Your output must match the data word for word, with every line included.

** Opening Exercise material block **

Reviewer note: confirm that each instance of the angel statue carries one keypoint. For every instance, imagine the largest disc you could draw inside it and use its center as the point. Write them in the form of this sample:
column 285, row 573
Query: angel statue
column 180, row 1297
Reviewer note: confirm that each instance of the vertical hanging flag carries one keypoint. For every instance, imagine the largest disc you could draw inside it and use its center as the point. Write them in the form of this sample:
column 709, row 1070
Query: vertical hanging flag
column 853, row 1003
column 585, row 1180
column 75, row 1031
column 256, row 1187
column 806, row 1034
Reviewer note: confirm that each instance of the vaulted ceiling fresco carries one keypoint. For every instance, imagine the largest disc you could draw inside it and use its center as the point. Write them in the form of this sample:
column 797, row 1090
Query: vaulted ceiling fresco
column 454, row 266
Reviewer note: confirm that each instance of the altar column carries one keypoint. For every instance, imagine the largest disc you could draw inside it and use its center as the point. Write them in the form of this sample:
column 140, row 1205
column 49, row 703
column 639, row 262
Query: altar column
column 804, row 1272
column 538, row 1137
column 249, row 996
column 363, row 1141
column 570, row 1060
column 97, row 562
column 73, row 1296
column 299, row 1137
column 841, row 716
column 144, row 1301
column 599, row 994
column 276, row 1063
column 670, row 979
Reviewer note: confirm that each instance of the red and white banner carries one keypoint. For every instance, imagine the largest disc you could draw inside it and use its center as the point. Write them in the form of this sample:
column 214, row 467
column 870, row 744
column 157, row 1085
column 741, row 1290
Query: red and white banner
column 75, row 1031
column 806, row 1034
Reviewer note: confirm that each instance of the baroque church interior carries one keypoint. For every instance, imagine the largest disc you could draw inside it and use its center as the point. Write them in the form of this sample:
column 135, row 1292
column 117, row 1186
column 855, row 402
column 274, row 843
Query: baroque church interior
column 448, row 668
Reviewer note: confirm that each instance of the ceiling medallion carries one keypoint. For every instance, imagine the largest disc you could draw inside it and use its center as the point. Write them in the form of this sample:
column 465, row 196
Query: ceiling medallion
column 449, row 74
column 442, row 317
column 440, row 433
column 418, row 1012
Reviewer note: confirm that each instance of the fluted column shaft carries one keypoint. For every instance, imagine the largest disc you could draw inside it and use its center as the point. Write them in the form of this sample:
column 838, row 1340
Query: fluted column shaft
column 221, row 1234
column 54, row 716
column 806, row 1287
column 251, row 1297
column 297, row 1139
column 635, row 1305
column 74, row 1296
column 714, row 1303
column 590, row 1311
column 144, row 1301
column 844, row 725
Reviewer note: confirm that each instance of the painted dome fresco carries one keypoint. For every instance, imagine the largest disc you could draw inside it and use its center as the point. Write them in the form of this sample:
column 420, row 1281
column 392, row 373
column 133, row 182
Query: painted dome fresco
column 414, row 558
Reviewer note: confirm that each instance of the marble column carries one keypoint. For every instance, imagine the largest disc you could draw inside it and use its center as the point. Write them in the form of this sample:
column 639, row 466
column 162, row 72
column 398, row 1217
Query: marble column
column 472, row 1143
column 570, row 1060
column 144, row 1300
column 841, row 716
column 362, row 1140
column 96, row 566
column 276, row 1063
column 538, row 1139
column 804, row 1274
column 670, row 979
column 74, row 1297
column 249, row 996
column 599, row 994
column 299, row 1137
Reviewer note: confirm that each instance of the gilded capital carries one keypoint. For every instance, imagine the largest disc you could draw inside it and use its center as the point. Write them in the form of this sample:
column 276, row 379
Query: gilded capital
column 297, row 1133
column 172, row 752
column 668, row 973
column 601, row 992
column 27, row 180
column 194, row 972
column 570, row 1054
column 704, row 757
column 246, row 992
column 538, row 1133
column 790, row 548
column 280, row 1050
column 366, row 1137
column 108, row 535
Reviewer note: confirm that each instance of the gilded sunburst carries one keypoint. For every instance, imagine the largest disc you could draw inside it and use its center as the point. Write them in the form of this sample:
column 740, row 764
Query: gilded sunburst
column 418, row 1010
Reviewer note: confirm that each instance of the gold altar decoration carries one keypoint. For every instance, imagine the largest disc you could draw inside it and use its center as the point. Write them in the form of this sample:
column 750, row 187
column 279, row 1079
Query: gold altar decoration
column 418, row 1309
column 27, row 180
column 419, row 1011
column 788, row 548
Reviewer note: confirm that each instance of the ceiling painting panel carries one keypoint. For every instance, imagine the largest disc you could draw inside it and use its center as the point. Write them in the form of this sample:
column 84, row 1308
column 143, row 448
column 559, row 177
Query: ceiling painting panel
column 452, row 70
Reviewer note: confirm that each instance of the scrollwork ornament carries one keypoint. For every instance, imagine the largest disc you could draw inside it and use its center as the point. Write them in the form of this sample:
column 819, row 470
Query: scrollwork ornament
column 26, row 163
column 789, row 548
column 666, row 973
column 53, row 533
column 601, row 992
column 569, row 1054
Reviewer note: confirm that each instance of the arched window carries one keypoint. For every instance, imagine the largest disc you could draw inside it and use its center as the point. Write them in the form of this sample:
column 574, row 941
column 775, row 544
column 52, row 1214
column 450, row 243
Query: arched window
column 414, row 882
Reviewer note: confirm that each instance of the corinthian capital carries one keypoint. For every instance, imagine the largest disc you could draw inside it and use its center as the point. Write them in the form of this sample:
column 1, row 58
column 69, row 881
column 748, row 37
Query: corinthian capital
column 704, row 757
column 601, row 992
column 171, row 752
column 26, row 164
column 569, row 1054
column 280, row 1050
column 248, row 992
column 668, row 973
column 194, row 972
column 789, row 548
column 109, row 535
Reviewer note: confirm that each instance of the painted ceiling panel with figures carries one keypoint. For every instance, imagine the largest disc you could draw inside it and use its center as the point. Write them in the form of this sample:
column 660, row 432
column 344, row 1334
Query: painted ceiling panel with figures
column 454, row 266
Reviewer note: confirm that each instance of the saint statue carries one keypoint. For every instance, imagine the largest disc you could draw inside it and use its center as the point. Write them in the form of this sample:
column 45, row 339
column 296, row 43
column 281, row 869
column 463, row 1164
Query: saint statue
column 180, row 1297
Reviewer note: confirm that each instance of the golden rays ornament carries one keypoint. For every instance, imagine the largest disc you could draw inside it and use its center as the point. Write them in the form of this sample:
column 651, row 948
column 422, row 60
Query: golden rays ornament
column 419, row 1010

** Closing Exercise material block **

=== Output of the exercise ===
Reviewer note: confirm that each instance of the angel statue carries one keypoint. For every instance, imagine the largest disc you could draw inside it and use its center as the point. Write them in the form of this sample:
column 285, row 573
Query: angel statue
column 180, row 1297
Reviewer note: confirm that each instance of the vertical hanging flag carries one keypoint. For every instance, imagine the largest disc you could draw inside it and use its center as the point. Write them in the form of this sample:
column 709, row 1070
Query: vertical hanging flag
column 853, row 1003
column 585, row 1180
column 75, row 1031
column 256, row 1187
column 806, row 1034
Reviewer note: confirm that each instance of the vaulted ceiling fresco carries one keypoint. For every instance, imagine the largest disc you could draw inside it and use its center as the point. Write them in the form of this sample:
column 797, row 1090
Query: vaulted ceiling fresco
column 454, row 266
Reviewer note: confirm that each instance of the altar column carries one keypoint. For every instance, imagine the largest disc you could draw inside it and use its center as the point. Write them in the form of this sample:
column 140, row 1205
column 49, row 703
column 639, row 262
Query: altar column
column 804, row 1272
column 538, row 1137
column 249, row 996
column 363, row 1141
column 570, row 1060
column 97, row 562
column 73, row 1296
column 299, row 1137
column 841, row 716
column 144, row 1301
column 599, row 994
column 276, row 1063
column 670, row 979
Reviewer note: confirm that each instance of the red and white banner carries one keypoint. For every instance, imagine the largest disc you could draw inside it and use its center as the point. Write them in the form of this sample:
column 214, row 467
column 870, row 744
column 157, row 1085
column 741, row 1290
Query: red and white banner
column 75, row 1031
column 806, row 1034
Reviewer note: confirm that each instance of the baroque church interior carries one keypoint. For every instance, imagine the largest disc you could draw inside it and use its center as the point. Write them in the form of this sample:
column 135, row 1292
column 117, row 1186
column 855, row 402
column 274, row 843
Query: baroque church interior
column 448, row 668
Reviewer note: confirm that each instance of the ceiling medallion carries one keypoint. For every instance, imagine the largest disc you could draw inside it and use its center as the point. Write them in the form of this sample:
column 465, row 196
Query: ceiling medallion
column 449, row 74
column 442, row 317
column 440, row 433
column 418, row 1012
Reviewer note: confirm that each instance of the fluted column shaft carries one keypoint. For every instance, imagine the largest disc you could draw inside it and use its center as the point. Write them in the form of this sample:
column 838, row 1340
Query: fluted column shaft
column 221, row 1234
column 54, row 716
column 806, row 1287
column 251, row 1297
column 297, row 1139
column 635, row 1305
column 74, row 1296
column 714, row 1303
column 590, row 1311
column 144, row 1301
column 844, row 725
Reviewer note: confirm that each instance of the painted dome fresco carries one keypoint. For every instance, imagine the largest disc you could draw inside it and use its center as the point. Write them in the form of this sample:
column 420, row 1281
column 392, row 373
column 133, row 182
Query: painted dome fresco
column 414, row 558
Reviewer note: confirm that each instance of the marble column carries one keypoint. For every instance, imagine the largest disc you could draw inside it and use its center as the point. Write them in the form of this sample:
column 639, row 466
column 162, row 72
column 398, row 1217
Query: marble column
column 472, row 1143
column 570, row 1060
column 144, row 1300
column 841, row 716
column 362, row 1140
column 96, row 566
column 276, row 1063
column 538, row 1139
column 804, row 1274
column 670, row 979
column 74, row 1297
column 249, row 996
column 599, row 994
column 299, row 1137
Reviewer note: confirm that each instance of the gilded capital carries one keypoint. For every instance, imagine the largest disc you could draw inside it and use its center as the point. Write them in the form of this sample:
column 276, row 379
Query: gilded capital
column 297, row 1133
column 172, row 752
column 668, row 973
column 601, row 992
column 27, row 180
column 194, row 972
column 570, row 1054
column 704, row 757
column 246, row 992
column 538, row 1133
column 790, row 548
column 280, row 1050
column 366, row 1137
column 108, row 535
Reviewer note: confirm that each instance of the gilded sunburst carries one keypoint. For every instance, imagine the largest disc you could draw inside it and use its center as the point. Write them in the form of this sample:
column 740, row 764
Query: gilded sunburst
column 418, row 1010
Reviewer note: confirm that each instance of the gold altar decoration carries one keypoint. For every instance, imagine the largest disc you could draw inside it and use its center as the point. Write them in the form of this sample:
column 750, row 187
column 279, row 1079
Query: gold altar decoration
column 418, row 1309
column 27, row 180
column 419, row 1011
column 788, row 548
Reviewer note: confirm that each instance of the ceiling painting panel carries one keypoint. For every instance, imagine the largest disc you could draw inside it and use its center as the point. Write them in the form of this sample:
column 84, row 1308
column 143, row 448
column 559, row 177
Query: ceiling painting panel
column 452, row 70
Reviewer note: confirm that each instance of the scrollwork ornament carries one keypoint. For every instance, imagine the largest disc you could draw inside it and use its center as the point. Write them in the form of this sample:
column 819, row 470
Query: scrollwork ornament
column 26, row 163
column 789, row 548
column 666, row 973
column 53, row 533
column 601, row 992
column 569, row 1054
Reviewer note: confirm that each instance of the arched window carries one keypoint. For every instance, imagine the largest disc you could draw inside it and use its center as the point. Write them in the form of this sample:
column 574, row 941
column 775, row 544
column 52, row 1214
column 450, row 243
Query: arched window
column 414, row 882
Reviewer note: confirm that each instance of the corinthian capital carries one keypoint. For every instance, imagine the largest disc you could draw inside it and use its center as the point. Write them in the form of this sample:
column 1, row 58
column 69, row 881
column 748, row 37
Query: corinthian capital
column 704, row 757
column 601, row 992
column 171, row 752
column 26, row 164
column 569, row 1054
column 280, row 1050
column 248, row 992
column 668, row 973
column 194, row 972
column 789, row 548
column 109, row 535
Reviewer note: confirm that each instance of the painted ceiling panel with figures carries one keypoint. For every instance, imagine the largest disc you could draw inside it and use its center as the point. Write them in the form of this sample:
column 660, row 432
column 344, row 1334
Query: painted ceiling panel with figures
column 454, row 266
Reviewer note: confirm that each instance of the saint statue carries one keypoint. For every instance, imagine the largest disc you could draw inside it and use its center as the point. Write them in the form of this sample:
column 45, row 339
column 296, row 43
column 281, row 869
column 463, row 1164
Query: saint statue
column 180, row 1297
Reviewer note: confirm that each instance of the golden rays ornament carries one keypoint. For every instance, imagine the largest disc you could draw inside it and use its center as the point. Write them in the form of this sample:
column 651, row 948
column 422, row 60
Query: golden rays ornament
column 419, row 1010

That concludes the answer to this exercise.